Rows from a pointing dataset
--------------------------------------------------

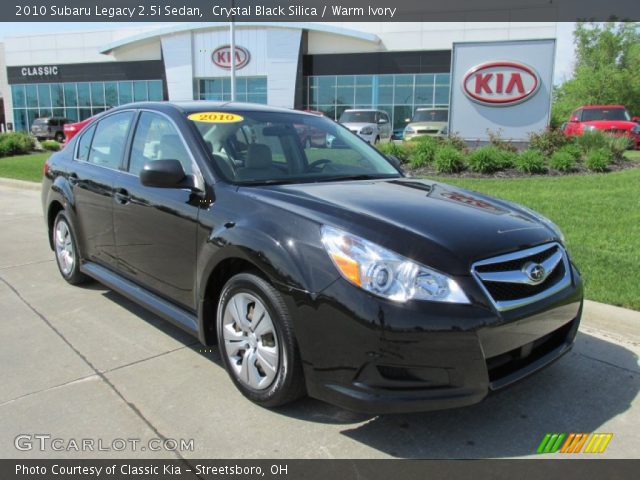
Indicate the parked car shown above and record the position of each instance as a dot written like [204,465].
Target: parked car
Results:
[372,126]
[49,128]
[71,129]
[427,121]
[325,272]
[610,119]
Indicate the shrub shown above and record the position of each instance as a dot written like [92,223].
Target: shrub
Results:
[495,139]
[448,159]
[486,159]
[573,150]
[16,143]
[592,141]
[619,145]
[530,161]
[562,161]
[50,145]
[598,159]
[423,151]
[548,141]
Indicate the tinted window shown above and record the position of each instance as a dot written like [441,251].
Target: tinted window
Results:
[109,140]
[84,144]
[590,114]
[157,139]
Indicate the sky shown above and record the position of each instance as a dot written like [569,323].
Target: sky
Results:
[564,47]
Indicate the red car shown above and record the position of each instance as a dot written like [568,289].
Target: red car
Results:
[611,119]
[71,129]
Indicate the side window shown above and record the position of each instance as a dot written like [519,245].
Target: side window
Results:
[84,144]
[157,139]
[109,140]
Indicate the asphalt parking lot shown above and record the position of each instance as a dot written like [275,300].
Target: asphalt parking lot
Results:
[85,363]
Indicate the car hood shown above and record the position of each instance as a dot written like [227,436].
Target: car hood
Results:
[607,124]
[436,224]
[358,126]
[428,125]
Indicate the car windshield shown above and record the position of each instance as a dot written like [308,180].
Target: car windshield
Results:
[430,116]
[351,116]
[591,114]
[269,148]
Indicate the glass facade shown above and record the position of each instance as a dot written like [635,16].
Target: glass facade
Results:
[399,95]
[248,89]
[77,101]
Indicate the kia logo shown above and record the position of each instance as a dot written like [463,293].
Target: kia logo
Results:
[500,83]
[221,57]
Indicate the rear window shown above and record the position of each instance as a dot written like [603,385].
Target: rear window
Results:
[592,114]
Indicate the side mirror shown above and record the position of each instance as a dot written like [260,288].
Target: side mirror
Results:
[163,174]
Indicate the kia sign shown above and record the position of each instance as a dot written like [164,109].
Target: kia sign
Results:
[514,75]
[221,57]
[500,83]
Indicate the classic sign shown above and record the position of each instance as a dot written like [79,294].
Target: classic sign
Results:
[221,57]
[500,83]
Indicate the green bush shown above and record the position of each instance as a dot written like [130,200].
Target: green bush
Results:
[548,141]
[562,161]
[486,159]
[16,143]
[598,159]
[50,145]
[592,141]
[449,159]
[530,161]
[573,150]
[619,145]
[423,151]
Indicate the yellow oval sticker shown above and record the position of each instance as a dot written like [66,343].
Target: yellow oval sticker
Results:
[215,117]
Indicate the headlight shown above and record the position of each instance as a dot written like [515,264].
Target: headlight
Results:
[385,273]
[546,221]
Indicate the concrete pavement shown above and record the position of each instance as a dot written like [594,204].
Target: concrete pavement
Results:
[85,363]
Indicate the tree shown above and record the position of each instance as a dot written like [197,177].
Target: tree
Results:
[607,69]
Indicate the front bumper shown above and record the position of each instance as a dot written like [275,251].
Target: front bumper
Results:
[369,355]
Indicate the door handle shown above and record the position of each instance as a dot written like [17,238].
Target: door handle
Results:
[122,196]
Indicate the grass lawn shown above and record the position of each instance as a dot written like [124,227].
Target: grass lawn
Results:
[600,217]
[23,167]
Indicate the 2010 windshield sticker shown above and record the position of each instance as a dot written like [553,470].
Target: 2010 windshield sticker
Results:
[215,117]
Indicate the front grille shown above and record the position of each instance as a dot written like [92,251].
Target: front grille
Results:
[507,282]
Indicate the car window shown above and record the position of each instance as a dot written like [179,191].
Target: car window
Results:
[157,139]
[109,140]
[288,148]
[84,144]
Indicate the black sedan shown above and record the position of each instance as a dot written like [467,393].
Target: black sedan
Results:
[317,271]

--------------------------------------------------

» **AIM OF THE EXERCISE**
Make an exact copy of all the material, but keep the pictures out of it.

» **REPLY TO THE EXERCISE**
Indicate the parked car shown above and record the position of each instance as a dot written like [204,465].
Target: parked car
Results:
[372,126]
[49,128]
[71,129]
[427,121]
[325,272]
[610,119]
Indicate the shrub shown above and record the position of each instance as a dot written like [92,223].
Target: shrub
Results:
[495,139]
[448,159]
[486,159]
[573,150]
[16,143]
[592,141]
[619,145]
[530,161]
[562,161]
[50,145]
[598,159]
[423,151]
[548,141]
Indicate the tinted window shown above and record the position of each instance as a dot written like [441,251].
Target: tinted window
Results:
[109,140]
[84,144]
[590,114]
[157,139]
Indicate the sky shown above and record the position of each instance as a dot written like [569,323].
Target: sky
Results:
[564,47]
Indicate the red car shown above and record the position of each instance as a dot written like [568,289].
Target: red car
Results:
[611,119]
[71,129]
Indicate the side window shown above and record the position of each instance as a dot written like [519,245].
Target: side window
Results:
[84,144]
[157,139]
[109,140]
Indicate the asphalt parking lot shown above and record the position of each instance as a dot written like [275,300].
Target: asphalt parking lot
Results:
[85,363]
Indicate the car hood shown above and record the position of each instance as a dot written like [227,436].
Target: car hood
Results:
[607,124]
[436,224]
[358,126]
[428,125]
Indicate the car windshield shown above and record the position of each instance as a dot written like [308,180].
Target: car windshield
Results:
[430,116]
[351,116]
[591,114]
[269,148]
Indicate the glass facade shown above and record the position of each instance as a dot written like [635,16].
Target: glass facade
Results:
[399,95]
[248,89]
[77,101]
Indicate the kia logo shown above and record the position of each instance as a dot written like [463,293].
Target: kia logo
Results:
[500,83]
[221,57]
Indicate the rear window shown above and record the position of each instance as a dot written like [603,385].
Target: rear window
Results:
[592,114]
Indicate the side mirror shown above and record the position of each instance as a dot written like [260,288].
Target: side mirror
Results:
[163,174]
Indicate the kia sign shown above and record the position of each instance as a dot written like [164,109].
Target: kia sign
Results:
[514,75]
[221,57]
[500,83]
Indicate the classic sign shown above and record the position of each instance as a dot written like [79,294].
Target: classic sign
Results:
[221,57]
[500,83]
Indicate the green bush shown above and record the position of each instance as a dot written like [130,200].
Target: green bush
Results:
[548,141]
[562,161]
[486,159]
[16,143]
[598,159]
[50,145]
[592,141]
[449,159]
[530,161]
[573,150]
[619,145]
[423,151]
Indicate the yellow oval sticker shown above and record the position of each instance as a dot written like [66,343].
Target: yellow oval sticker
Results:
[215,117]
Indicate the headlight shown above and record the position of each instance as a dot written like [515,264].
Target: headlight
Results:
[385,273]
[546,221]
Indicate the concrete pavement shown above and record the position of each instance as a dot written like [594,204].
Target: concrete pavement
Results:
[85,363]
Indicate the tree shown above and record the position of each instance as a dot written like [197,177].
Target: tree
Results:
[607,69]
Indicate the front bumper shown above and record the position of each instance as a dot written like [275,251].
Target: front bumper
Results:
[369,355]
Indicate the door handle shown above and record the position of each instance as a dot written like [17,238].
Target: door handle
Results:
[122,196]
Indicate the grass lawn shown above and record the position of each instance as a dot written like [124,227].
Target: grass lawn
Results:
[600,217]
[23,167]
Indicate the 2010 windshield sticker shown above and record the position of each instance as a dot written like [553,470].
Target: 2010 windshield sticker
Results:
[215,117]
Indicate the front grille shown above and record the position of each instance as a dot written like [92,251].
Target: front grille
Results:
[507,282]
Indicate the car window shown above and record the position of each instance as a dot written like [179,191].
Target: car window
Results:
[157,139]
[109,140]
[288,148]
[84,144]
Indicate the black sedan shown above and record the position of each instance as a dot written like [467,393].
Target: black sedan
Results:
[317,271]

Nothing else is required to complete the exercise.